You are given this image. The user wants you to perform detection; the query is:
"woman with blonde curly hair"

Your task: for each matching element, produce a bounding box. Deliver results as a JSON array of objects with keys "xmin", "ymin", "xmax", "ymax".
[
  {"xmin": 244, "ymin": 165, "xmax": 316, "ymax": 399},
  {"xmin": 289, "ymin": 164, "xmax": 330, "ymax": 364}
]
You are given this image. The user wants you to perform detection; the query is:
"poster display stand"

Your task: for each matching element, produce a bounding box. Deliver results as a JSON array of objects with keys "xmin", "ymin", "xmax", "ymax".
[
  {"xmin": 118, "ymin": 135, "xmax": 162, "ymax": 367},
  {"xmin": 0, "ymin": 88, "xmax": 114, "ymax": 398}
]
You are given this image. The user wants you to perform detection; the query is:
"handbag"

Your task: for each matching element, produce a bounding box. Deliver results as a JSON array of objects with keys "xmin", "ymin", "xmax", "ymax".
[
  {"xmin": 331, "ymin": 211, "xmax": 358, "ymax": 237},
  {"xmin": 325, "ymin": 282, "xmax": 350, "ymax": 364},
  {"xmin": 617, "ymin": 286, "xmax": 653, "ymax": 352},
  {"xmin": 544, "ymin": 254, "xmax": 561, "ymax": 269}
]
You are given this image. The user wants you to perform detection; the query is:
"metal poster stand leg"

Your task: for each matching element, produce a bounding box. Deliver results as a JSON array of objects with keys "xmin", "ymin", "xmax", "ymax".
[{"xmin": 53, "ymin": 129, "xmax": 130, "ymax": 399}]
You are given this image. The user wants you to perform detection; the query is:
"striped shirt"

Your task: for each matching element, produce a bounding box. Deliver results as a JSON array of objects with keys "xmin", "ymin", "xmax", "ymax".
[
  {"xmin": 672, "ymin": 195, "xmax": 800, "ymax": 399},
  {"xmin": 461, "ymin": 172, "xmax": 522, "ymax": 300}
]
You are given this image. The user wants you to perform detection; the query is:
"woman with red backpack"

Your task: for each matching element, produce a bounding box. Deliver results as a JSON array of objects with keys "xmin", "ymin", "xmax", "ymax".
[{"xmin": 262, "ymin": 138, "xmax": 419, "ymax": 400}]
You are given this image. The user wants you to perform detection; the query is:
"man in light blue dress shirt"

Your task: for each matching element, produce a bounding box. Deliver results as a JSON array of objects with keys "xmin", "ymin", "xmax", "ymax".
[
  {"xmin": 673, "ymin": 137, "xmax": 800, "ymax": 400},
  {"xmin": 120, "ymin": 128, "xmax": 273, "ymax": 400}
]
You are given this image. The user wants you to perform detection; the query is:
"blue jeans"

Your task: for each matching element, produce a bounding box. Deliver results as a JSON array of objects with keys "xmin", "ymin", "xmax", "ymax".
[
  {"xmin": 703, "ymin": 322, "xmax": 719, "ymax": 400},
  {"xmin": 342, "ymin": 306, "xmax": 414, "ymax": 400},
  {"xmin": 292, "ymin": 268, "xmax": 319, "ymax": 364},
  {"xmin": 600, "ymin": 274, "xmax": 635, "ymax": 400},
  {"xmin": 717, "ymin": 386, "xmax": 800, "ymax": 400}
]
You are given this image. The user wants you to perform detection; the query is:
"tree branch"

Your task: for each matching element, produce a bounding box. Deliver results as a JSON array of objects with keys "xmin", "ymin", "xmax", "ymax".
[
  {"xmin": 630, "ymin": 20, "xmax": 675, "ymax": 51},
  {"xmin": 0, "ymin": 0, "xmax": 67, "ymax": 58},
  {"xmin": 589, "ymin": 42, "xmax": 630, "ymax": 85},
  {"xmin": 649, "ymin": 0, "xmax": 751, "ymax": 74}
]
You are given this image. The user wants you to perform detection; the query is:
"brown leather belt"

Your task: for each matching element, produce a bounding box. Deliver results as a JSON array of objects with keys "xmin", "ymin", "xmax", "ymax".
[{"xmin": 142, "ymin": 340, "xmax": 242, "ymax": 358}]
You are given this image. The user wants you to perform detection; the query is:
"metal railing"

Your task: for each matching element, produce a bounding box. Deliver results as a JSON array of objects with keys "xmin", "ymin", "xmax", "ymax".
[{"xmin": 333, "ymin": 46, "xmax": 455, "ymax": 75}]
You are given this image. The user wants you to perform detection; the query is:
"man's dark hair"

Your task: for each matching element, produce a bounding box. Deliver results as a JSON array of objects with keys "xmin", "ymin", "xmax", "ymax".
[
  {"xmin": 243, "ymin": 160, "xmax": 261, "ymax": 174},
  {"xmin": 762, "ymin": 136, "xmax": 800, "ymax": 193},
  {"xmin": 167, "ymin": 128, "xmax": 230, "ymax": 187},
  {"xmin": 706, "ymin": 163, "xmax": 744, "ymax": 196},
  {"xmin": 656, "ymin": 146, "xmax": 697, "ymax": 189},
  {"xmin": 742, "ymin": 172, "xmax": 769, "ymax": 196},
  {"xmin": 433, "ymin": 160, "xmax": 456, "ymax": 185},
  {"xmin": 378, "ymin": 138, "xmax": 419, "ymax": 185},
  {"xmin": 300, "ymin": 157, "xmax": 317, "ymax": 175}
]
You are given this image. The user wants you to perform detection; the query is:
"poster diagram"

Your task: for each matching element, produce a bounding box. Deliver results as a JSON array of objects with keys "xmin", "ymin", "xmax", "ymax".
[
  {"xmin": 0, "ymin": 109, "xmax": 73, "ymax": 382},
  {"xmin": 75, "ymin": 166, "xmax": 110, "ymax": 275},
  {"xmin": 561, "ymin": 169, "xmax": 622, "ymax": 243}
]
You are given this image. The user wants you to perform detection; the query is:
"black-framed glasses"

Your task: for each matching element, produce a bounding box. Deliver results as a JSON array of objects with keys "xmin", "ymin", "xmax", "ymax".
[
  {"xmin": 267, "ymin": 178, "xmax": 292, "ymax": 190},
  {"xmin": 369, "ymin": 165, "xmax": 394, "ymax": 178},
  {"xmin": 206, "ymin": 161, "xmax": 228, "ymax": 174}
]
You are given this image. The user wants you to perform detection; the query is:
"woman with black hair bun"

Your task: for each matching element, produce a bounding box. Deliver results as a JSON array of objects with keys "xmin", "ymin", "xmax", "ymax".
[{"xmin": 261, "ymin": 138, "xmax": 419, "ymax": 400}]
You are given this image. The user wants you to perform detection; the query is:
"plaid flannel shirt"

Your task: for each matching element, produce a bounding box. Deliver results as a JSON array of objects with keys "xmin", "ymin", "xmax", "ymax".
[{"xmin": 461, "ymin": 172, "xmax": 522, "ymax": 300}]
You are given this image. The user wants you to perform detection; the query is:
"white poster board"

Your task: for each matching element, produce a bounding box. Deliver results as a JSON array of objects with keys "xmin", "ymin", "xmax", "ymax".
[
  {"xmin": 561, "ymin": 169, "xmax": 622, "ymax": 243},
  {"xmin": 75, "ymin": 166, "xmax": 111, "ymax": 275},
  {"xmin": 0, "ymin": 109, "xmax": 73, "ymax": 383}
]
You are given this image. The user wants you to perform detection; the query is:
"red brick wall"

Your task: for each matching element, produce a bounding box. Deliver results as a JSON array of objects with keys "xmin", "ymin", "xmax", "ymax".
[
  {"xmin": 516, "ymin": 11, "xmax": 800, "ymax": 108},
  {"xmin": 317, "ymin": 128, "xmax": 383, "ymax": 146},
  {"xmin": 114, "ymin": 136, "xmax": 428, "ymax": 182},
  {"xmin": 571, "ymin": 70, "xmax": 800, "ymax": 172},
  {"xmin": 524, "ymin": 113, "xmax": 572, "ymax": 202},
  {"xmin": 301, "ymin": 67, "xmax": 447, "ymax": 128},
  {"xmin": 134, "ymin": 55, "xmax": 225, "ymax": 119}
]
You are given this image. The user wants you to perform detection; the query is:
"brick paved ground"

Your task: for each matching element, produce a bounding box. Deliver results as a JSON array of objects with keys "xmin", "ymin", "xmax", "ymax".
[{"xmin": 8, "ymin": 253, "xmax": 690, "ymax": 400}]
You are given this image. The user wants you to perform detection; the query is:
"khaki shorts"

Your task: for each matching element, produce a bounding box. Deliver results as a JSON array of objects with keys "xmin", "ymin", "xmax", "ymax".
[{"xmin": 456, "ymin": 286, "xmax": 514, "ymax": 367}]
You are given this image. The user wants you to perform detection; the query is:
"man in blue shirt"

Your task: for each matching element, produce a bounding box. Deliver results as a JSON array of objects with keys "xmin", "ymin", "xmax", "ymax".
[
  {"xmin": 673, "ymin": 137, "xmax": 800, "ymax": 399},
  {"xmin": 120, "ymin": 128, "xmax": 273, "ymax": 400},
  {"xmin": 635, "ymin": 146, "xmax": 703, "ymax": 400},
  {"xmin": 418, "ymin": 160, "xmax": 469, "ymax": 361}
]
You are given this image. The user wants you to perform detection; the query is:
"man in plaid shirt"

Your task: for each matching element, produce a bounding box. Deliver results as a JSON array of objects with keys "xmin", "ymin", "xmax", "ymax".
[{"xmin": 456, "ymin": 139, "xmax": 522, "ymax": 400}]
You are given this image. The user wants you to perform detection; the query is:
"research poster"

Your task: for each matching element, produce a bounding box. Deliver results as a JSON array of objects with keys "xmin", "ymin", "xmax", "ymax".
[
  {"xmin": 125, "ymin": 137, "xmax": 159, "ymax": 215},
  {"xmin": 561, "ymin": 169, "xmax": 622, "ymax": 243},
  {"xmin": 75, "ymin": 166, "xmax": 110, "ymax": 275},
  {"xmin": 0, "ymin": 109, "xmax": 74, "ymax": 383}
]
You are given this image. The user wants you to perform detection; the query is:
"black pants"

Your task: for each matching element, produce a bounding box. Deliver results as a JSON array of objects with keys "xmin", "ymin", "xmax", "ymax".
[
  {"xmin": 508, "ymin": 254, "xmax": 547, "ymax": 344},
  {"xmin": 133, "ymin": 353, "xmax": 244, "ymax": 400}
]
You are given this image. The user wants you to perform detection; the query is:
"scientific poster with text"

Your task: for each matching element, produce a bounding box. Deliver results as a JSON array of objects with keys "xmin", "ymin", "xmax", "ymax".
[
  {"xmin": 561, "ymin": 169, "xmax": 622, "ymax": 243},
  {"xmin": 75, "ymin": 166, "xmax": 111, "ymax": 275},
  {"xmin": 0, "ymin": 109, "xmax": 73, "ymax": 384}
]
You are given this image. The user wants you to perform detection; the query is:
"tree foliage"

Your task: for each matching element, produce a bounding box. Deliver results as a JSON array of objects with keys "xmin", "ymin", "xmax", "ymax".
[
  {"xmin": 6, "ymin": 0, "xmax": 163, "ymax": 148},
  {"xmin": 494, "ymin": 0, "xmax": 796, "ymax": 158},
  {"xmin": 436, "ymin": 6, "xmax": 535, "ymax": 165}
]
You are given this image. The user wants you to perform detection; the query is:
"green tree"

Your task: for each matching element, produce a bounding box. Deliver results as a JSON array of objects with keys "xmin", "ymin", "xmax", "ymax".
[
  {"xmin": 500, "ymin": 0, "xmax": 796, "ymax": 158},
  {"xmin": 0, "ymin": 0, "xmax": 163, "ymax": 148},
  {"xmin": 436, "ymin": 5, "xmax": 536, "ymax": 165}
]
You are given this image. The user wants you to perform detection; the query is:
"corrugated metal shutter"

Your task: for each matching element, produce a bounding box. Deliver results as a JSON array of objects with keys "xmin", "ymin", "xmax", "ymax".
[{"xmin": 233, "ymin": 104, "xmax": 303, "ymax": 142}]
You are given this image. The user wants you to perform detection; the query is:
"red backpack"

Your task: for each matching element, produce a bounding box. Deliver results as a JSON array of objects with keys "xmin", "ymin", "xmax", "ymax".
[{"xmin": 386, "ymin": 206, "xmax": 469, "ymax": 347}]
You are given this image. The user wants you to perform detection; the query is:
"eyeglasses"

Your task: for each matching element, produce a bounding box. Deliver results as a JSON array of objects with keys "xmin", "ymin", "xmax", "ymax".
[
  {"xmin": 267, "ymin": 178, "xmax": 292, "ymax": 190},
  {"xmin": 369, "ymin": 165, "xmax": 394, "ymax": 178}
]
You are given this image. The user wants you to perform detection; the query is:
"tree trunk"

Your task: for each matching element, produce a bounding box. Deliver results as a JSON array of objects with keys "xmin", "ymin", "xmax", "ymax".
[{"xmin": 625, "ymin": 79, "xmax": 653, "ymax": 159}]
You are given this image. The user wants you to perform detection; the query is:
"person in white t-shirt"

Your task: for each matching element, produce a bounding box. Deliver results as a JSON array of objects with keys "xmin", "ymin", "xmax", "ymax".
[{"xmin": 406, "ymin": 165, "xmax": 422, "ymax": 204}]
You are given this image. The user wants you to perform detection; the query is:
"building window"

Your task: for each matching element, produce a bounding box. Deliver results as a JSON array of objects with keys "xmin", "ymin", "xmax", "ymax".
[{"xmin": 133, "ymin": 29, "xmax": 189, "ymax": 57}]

● ● ● ●

Request
Count the lines in the items above that contain the word "white", matching case exactly. Reply with the number alone.

Task solution
2